§ **Assignment**
Are you able to retype all the records below exactly?

↓↓↓

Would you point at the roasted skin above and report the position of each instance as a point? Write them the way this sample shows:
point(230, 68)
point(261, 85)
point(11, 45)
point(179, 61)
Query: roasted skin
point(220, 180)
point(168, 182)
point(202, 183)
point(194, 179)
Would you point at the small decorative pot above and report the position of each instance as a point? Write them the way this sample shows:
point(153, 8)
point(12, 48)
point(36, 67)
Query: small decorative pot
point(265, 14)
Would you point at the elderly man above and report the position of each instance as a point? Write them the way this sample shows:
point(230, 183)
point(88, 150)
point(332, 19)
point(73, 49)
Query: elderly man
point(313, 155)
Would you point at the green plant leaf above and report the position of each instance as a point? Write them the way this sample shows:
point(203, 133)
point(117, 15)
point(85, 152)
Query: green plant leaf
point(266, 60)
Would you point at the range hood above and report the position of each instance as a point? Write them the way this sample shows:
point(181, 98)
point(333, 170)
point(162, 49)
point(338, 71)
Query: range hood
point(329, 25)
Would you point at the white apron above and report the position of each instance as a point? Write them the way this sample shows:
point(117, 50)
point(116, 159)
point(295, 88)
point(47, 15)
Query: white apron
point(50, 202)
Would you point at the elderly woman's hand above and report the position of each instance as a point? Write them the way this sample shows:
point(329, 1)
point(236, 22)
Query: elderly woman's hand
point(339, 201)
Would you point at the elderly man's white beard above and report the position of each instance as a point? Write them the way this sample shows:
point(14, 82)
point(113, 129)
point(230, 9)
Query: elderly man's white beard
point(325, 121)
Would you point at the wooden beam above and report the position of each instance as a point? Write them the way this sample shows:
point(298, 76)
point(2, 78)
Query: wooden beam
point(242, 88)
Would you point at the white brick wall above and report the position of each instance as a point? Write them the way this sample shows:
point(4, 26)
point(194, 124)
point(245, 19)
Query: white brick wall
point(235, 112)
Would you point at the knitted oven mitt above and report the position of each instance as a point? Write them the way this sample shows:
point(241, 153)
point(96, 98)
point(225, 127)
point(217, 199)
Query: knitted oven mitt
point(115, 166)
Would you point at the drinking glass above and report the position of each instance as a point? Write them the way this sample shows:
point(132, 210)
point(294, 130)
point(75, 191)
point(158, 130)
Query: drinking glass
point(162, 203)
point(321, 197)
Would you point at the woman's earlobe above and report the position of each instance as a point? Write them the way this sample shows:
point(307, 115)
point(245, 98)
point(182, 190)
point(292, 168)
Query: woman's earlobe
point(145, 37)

↑↑↑

§ **Finished exercise**
Would you point at the roasted skin above and report the position of each instance as a point? Write them the way this sample shows:
point(230, 68)
point(261, 85)
point(11, 45)
point(179, 61)
Query: roasted skin
point(220, 180)
point(168, 182)
point(202, 183)
point(194, 179)
Would you point at the small decorative pot above and report the position of each instance as a point? Write them the way this sample shows:
point(153, 8)
point(12, 48)
point(36, 67)
Query: small decorative pot
point(265, 14)
Would you point at the elderly man above and report the position of each instance as a point? Write them the way this sample shows:
point(230, 183)
point(88, 150)
point(332, 19)
point(73, 49)
Query: elderly man
point(313, 155)
Would you point at the green plant leaf above and report the position of each instance as a point? Write them the way this sample shows:
point(203, 133)
point(117, 15)
point(85, 152)
Query: green plant leaf
point(266, 60)
Would you point at the range hood above and report the position of each instance as a point? Write them the way this sample shows:
point(181, 98)
point(333, 170)
point(162, 49)
point(338, 71)
Query: range hood
point(329, 25)
Would you point at the white apron above and report the position of each instance as a point? Write them the way this sample shows:
point(117, 50)
point(116, 159)
point(295, 88)
point(47, 15)
Query: white apron
point(50, 202)
Would you point at the elderly woman's hand above and report the position of each instance as a point? Write them the way this sample shows:
point(329, 1)
point(236, 22)
Query: elderly woman's hand
point(339, 201)
Would you point at the elderly man's white beard above and report the position of each instance as a point? Write them the way this sample shows:
point(14, 82)
point(113, 129)
point(230, 9)
Query: elderly man's white beard
point(325, 121)
Would you point at the wooden beam above and report the position of each instance as a point? Write them the way this sample shows:
point(298, 76)
point(2, 78)
Query: wooden beam
point(242, 88)
Would you point at the white brick wall above and report the position of each instance as a point? Write them the way this sample shows:
point(4, 26)
point(194, 124)
point(245, 19)
Query: white brick wall
point(235, 112)
Would you point at the knitted oven mitt above and report the position of each instance as a point? Write them the way this sample shows:
point(241, 153)
point(96, 98)
point(225, 127)
point(217, 199)
Query: knitted oven mitt
point(115, 166)
Would you point at the drinking glass above and report the position of each instance as a point? Write them the way this sample shows:
point(132, 210)
point(294, 130)
point(75, 191)
point(158, 130)
Query: drinking glass
point(162, 203)
point(321, 197)
Would you point at the woman's earlobe above and report the position of each instance as a point? Write them the way this sample shows:
point(307, 115)
point(245, 98)
point(182, 190)
point(292, 168)
Query: woman's earlobe
point(145, 37)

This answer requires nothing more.